→ **To do**: Would you quote the material below in full and unchanged?

(Pointing records)

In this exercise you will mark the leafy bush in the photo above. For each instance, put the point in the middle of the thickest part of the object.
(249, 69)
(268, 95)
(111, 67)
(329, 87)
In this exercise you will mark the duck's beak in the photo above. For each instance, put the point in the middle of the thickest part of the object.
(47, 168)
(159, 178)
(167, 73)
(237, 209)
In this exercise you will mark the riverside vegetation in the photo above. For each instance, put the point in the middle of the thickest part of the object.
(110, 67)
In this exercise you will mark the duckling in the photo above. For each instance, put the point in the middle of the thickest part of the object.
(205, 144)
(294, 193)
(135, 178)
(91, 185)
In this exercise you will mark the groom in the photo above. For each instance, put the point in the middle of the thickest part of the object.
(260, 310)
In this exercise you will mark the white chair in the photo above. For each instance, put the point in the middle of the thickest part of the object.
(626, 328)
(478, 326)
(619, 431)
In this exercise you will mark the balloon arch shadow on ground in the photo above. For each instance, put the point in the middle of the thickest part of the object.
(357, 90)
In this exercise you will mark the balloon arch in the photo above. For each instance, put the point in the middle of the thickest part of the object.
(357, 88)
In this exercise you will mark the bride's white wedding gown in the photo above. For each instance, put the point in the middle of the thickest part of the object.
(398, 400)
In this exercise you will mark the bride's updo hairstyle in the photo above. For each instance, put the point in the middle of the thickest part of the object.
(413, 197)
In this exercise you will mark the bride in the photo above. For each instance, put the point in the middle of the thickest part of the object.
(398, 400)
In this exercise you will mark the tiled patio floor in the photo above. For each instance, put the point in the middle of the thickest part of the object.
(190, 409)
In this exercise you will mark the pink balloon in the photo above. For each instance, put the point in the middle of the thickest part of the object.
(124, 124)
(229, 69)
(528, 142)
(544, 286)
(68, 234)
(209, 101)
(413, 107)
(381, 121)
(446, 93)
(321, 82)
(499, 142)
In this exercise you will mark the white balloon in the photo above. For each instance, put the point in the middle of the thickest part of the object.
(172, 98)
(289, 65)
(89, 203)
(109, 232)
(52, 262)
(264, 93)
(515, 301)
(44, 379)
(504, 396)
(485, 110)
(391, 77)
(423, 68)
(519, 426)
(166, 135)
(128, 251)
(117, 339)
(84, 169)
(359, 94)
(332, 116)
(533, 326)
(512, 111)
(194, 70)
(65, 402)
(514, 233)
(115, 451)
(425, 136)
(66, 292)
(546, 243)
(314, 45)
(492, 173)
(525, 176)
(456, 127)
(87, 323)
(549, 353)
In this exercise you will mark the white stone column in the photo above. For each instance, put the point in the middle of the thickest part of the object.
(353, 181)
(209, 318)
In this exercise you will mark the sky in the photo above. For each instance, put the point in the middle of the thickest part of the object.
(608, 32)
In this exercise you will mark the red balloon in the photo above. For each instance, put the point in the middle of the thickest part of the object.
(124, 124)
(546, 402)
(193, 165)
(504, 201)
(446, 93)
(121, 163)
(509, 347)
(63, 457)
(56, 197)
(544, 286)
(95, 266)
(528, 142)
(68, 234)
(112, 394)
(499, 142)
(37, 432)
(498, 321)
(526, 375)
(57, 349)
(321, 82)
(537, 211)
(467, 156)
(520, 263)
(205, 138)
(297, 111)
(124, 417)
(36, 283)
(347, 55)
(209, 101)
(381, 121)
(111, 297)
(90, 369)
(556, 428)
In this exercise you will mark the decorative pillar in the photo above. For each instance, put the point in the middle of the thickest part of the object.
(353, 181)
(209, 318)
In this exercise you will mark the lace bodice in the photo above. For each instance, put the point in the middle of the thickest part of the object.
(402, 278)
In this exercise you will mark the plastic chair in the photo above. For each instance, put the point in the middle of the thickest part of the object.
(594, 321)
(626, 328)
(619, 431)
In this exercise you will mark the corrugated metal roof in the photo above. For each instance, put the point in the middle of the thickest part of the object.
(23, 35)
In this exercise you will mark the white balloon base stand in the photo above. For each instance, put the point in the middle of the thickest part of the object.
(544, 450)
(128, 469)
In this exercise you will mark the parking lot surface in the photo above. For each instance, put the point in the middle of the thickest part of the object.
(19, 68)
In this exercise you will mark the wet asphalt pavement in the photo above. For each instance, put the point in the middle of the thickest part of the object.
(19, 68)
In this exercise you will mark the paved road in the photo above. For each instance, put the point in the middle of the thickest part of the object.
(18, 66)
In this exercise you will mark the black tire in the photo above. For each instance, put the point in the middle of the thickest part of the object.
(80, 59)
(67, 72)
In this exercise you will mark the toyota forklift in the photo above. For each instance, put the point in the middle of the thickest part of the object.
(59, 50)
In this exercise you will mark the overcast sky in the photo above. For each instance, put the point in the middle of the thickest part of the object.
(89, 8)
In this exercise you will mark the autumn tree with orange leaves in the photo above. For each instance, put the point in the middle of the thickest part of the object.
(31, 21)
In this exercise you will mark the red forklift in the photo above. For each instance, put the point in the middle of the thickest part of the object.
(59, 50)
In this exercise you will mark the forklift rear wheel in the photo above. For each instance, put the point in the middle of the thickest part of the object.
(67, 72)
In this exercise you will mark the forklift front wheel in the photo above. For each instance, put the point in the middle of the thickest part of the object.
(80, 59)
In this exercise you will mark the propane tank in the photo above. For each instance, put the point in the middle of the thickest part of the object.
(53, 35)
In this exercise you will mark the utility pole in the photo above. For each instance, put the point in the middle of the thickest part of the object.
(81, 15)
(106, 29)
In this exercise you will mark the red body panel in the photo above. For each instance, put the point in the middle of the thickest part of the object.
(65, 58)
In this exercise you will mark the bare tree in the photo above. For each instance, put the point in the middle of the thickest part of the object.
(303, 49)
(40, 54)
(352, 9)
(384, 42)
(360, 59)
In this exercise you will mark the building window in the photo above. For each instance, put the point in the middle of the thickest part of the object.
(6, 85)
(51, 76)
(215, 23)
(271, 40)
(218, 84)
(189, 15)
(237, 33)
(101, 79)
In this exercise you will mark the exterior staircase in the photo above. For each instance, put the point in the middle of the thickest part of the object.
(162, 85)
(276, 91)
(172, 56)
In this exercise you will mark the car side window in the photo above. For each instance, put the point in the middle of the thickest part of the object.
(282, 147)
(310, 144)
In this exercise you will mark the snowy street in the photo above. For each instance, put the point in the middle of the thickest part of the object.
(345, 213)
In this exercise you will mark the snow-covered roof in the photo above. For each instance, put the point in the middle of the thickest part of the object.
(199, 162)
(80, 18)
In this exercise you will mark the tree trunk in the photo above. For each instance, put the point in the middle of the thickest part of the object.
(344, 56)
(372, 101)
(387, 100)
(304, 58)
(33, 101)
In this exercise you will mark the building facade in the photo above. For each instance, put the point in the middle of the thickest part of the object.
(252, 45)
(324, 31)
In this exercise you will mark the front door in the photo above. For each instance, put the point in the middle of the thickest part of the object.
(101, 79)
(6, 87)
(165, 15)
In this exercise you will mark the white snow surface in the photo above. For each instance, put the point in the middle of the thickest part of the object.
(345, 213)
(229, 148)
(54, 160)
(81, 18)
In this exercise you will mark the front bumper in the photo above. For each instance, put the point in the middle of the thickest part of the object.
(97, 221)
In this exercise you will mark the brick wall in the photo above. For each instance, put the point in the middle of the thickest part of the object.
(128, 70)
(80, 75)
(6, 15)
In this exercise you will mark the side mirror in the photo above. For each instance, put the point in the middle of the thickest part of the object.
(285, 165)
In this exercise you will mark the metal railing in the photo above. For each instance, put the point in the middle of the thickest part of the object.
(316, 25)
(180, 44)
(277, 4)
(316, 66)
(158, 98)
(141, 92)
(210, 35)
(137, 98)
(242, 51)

→ **Solution below**:
In this exercise you will mark the leafy bush in the photo above. For each instance, put the point in the middle of the thickest part of the object.
(249, 69)
(268, 95)
(111, 67)
(329, 87)
In this exercise you will mark the duck's beak in the photo above. For each instance, put the point in the middle of the thickest part of the object.
(47, 168)
(159, 178)
(167, 73)
(237, 209)
In this exercise you will mark the riverside vegetation in the photo above. For each instance, put the point in the middle of the thickest part of the object.
(110, 67)
In this exercise you will mark the duckling in the photo above. For each instance, put the point in the middle of the thickest part of the object.
(205, 144)
(294, 193)
(135, 178)
(91, 185)
In this exercise you will mark the groom in the photo above. For each instance, put the point in the middle of the thickest part of the object.
(260, 310)
In this exercise you will mark the white chair in the photo above. For each instance, put the point in the middle of the thickest part of the object.
(626, 328)
(478, 326)
(619, 431)
In this exercise you will mark the balloon arch shadow on ground in the photo above. For each instance, put the point in the middle of the thickest part of the object.
(357, 90)
In this exercise you will mark the balloon arch in the photo above. For each instance, put the point in the middle of the thickest part of the object.
(357, 88)
In this exercise you will mark the bride's white wedding gown in the photo above. For each instance, put the point in the middle of the thickest part of the object.
(398, 400)
In this exercise you will mark the bride's updo hairstyle in the photo above. For each instance, put the point in the middle of the thickest part of the object.
(413, 197)
In this exercise you will mark the bride in the photo above. For each instance, put the point in the middle of the thickest part of the object.
(398, 400)
In this exercise you will mark the tiled patio floor in the photo above. For each instance, put the point in the middle of the thickest part of the object.
(190, 409)
In this exercise you will mark the pink balloon in the photo above. For each instance, put the point in the middle of the thickest part of the object.
(124, 124)
(229, 69)
(528, 142)
(544, 286)
(68, 234)
(209, 101)
(413, 107)
(381, 121)
(446, 93)
(321, 82)
(499, 142)
In this exercise you will mark the white balloon in the photo above. For each instance, put the point in the middle of the thickest part of the object.
(172, 98)
(289, 65)
(89, 203)
(109, 232)
(52, 262)
(264, 93)
(515, 301)
(44, 379)
(504, 396)
(485, 110)
(391, 77)
(423, 68)
(519, 426)
(166, 135)
(128, 251)
(117, 339)
(84, 169)
(359, 94)
(332, 116)
(533, 326)
(512, 111)
(194, 70)
(65, 402)
(514, 233)
(115, 451)
(425, 136)
(66, 292)
(546, 243)
(314, 45)
(492, 173)
(525, 176)
(456, 127)
(87, 323)
(549, 353)
In this exercise you will mark the white stone column in the photo above. For each instance, put the point in the middle of the thickest part of the object.
(353, 181)
(209, 318)
In this exercise you will mark the sky in the photo above. For each instance, put the point in the middle of the thickest part of the object.
(608, 32)
In this exercise you will mark the red balloon in the photo above. For each instance, put the point in the middle of the thickest part of the object.
(124, 124)
(546, 402)
(193, 165)
(504, 201)
(446, 93)
(121, 163)
(509, 347)
(63, 457)
(56, 197)
(544, 286)
(95, 266)
(528, 142)
(68, 234)
(112, 394)
(499, 142)
(37, 432)
(498, 321)
(526, 375)
(57, 349)
(321, 82)
(537, 211)
(467, 156)
(520, 263)
(205, 138)
(297, 111)
(124, 417)
(36, 283)
(347, 55)
(209, 101)
(381, 121)
(111, 297)
(90, 369)
(556, 428)
In this exercise you will mark the decorative pillar in the photo above. For each instance, put the point in the middle of the thickest part of the object.
(353, 181)
(209, 318)
In this exercise you will mark the lace bodice in the photo above. For each instance, put the point in the middle of the thickest part of the object.
(402, 278)
In this exercise you will mark the plastic chair in the photo above. For each instance, put the point in the middle of the thickest part of the object.
(594, 321)
(626, 328)
(619, 431)
In this exercise you will mark the corrugated metal roof in the photo above. For each instance, put the point in the middle of the thickest part of the object.
(23, 35)
In this exercise you will mark the white balloon base stand in the photo above. For each instance, put the point in the middle of the thickest part of the object.
(544, 450)
(128, 469)
In this exercise you will mark the parking lot surface in the photo above. For each instance, put the point in the middle of the thickest part of the object.
(19, 68)
In this exercise you will mark the wet asphalt pavement in the photo above. For each instance, put the point in the middle of the thickest part of the object.
(19, 68)
In this exercise you will mark the paved road in the photo above. For each instance, put the point in the middle of the thickest part of the object.
(18, 66)
In this exercise you will mark the black tire in the photo above. For each instance, put the point in the middle of the thickest part of the object.
(80, 59)
(67, 72)
In this exercise you will mark the toyota forklift in the photo above. For each instance, put the point in the middle of the thickest part of the object.
(59, 50)
In this exercise you will mark the overcast sky in the photo above. For each instance, put the point in the middle of the thickest part of the object.
(89, 8)
In this exercise you will mark the autumn tree with orange leaves in the photo above. For each instance, put the point in the middle of the thickest part of the object.
(31, 21)
In this exercise you will mark the red forklift in the photo above. For each instance, put the point in the middle of the thickest part of the object.
(59, 50)
In this exercise you will mark the forklift rear wheel in the photo above. For each instance, put the point in the middle of the thickest part of the object.
(67, 72)
In this exercise you will mark the forklift front wheel in the photo above. For each instance, put the point in the middle of the thickest part of the object.
(80, 59)
In this exercise you will mark the propane tank in the photo above. For each instance, put the point in the middle of the thickest part of the object.
(53, 35)
In this exercise you will mark the utility pole in the photo above. For each instance, put the point in the middle of the thickest part of the object.
(81, 15)
(106, 29)
In this exercise you will mark the red body panel in the photo above. For each instance, put the point in the middle of the thickest part of the object.
(65, 58)
In this exercise you will mark the bare tree in the photo above. For each instance, put the point in the middle of the thickest part of the object.
(303, 49)
(40, 54)
(352, 9)
(384, 42)
(360, 59)
In this exercise you will mark the building window in the photo above. For each instance, put the point in the middle of the thickest part of the object.
(6, 85)
(51, 76)
(215, 23)
(271, 40)
(218, 84)
(189, 15)
(237, 33)
(101, 79)
In this exercise you will mark the exterior staircase in the photo above. For each instance, put the point in the middle of the thickest part of the object.
(162, 85)
(276, 91)
(172, 56)
In this exercise you will mark the car side window in the photo above. For each instance, put the point in the middle of the thickest part of the object.
(282, 147)
(310, 144)
In this exercise you will mark the snowy street in the photo above. For each instance, put the point in the middle of the thickest part of the object.
(345, 213)
In this exercise you will mark the snow-covered roof in the photo above. For each instance, put the point in the middle of the thickest part of the object.
(199, 162)
(80, 18)
In this exercise you will mark the tree trunk in the photo above. For each instance, put the point in the middle of the thickest part of the object.
(344, 56)
(372, 101)
(387, 100)
(304, 58)
(33, 101)
In this exercise you will mark the building facade in the photo above. For each instance, put the point in the middle of the thickest part of the object.
(252, 45)
(324, 31)
In this exercise you will mark the front door in the photo above. For each instance, put the point in the middle of the thickest part of the object.
(101, 79)
(6, 87)
(165, 15)
In this exercise you will mark the white snow surface in the photo above. For each instance, put the point in the middle of the thickest part of the object.
(345, 213)
(229, 148)
(54, 160)
(81, 18)
In this exercise you will mark the front bumper in the photo above. For each instance, put the point in the middle of the thickest part of the object.
(97, 221)
In this exercise you will mark the brick wall in the photo above. For each instance, put the point in the middle of the thickest part of the object.
(128, 70)
(80, 75)
(6, 15)
In this exercise you will mark the side mirror in the photo above. For each instance, put the point in the middle of the thickest part of the object.
(285, 165)
In this exercise you will mark the metal railing in the photo above. For each instance, put the point in the middle of the thickest part of the object.
(316, 25)
(180, 44)
(277, 4)
(316, 66)
(158, 98)
(141, 92)
(210, 35)
(137, 98)
(242, 51)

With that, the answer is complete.